▶ [Supplied text]
++++++++++
DEMOCRATIC POLICING DOWN-UNDER – LESSONS FOR AUSTRALIA FROM COMMUNITY-AUTHORED POLICE GUIDELINES IN THE USA

Mr Julian Murphy1

1University Of Melbourne, Melbourne, Australia

It is now widely accepted that police have considerable discretion in applying the law to the facts of any particular civilian interaction. There have long been arguments about whether to prefer policing models that expand or constrain individual officer discretion. What is not contestable, however, is that officers should be assisted in exercising their discretion by guidelines designed to express the standards expected of police officers over and above the minimum requirements of generally applicable laws. Such guidelines currently exist in Australia on as varied topics as the use of force during arrest to mobile phone use while on duty. Yet, inexplicably, Australia permits police guidelines to be written, promulgated, and applied behind closed doors without public comment, feedback, reporting or discussion. This paper draws on scholarship and empirical studies in the areas of privacy and policing to argue that police guidelines should be shaped by the communities affected by them. Support for this argument is derived from the United States’ experience, where dissatisfied minority communities have begun to have their voice heard in the formulation of police guidelines, especially in the sensitive fields of stop-and-frisk, body-worn camera recording and data collection. Ultimately, this paper suggests that Australia is long overdue for what U.S. academics have described as a new age of “democratic policing”.
++++++++++
▶ [Supplied information]

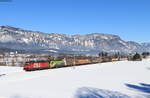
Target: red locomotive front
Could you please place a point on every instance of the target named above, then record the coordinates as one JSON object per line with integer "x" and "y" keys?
{"x": 36, "y": 65}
++++++++++
▶ [Task instructions]
[a] Rewrite the paragraph of the policing abstract that begins "It is now widely accepted" as a short bulleted list of its main points.
[b] Write a continuation of the abstract on democratic policing, starting after its final sentence.
The lines have no connection to the policing abstract.

▶ [Your written answers]
[a]
- Police have considerable discretion in applying the law to particular civilian interactions.
- Whether to expand or constrain officer discretion has long been debated, but guidelines setting standards beyond the minimum legal requirements should clearly assist officers.
- Australia has such guidelines on topics from use of force during arrest to mobile phone use on duty, yet they are written, promulgated, and applied behind closed doors, without public comment or discussion.
- The paper draws on privacy and policing scholarship and empirical studies to argue that the communities affected by police guidelines should shape them.
- Support comes from the United States, where dissatisfied minority communities have gained a voice in shaping guidelines, especially on stop-and-frisk, body-worn camera recording, and data collection.
- The paper concludes that Australia is long overdue for a new age of "democratic policing."

[b]
Biography:

Julian R Murphy is a PhD student at the University of Melbourne, School of Law. Prior to coming to the Melbourne Law School, Julian obtained a LLM from Columbia University, New York. Julian’s writing on policing has appeared in the Indigenous Law Bulletin, the Columbia Journal of Race & Law, the Washington & Lee Law Review Online and in popular news media, including the Sydney Morning Herald and Overland. In addition to his academic work, Julian is a criminal defence lawyer at the North Australian Aboriginal Justice Agency, where he is the Criminal Appeals Manager.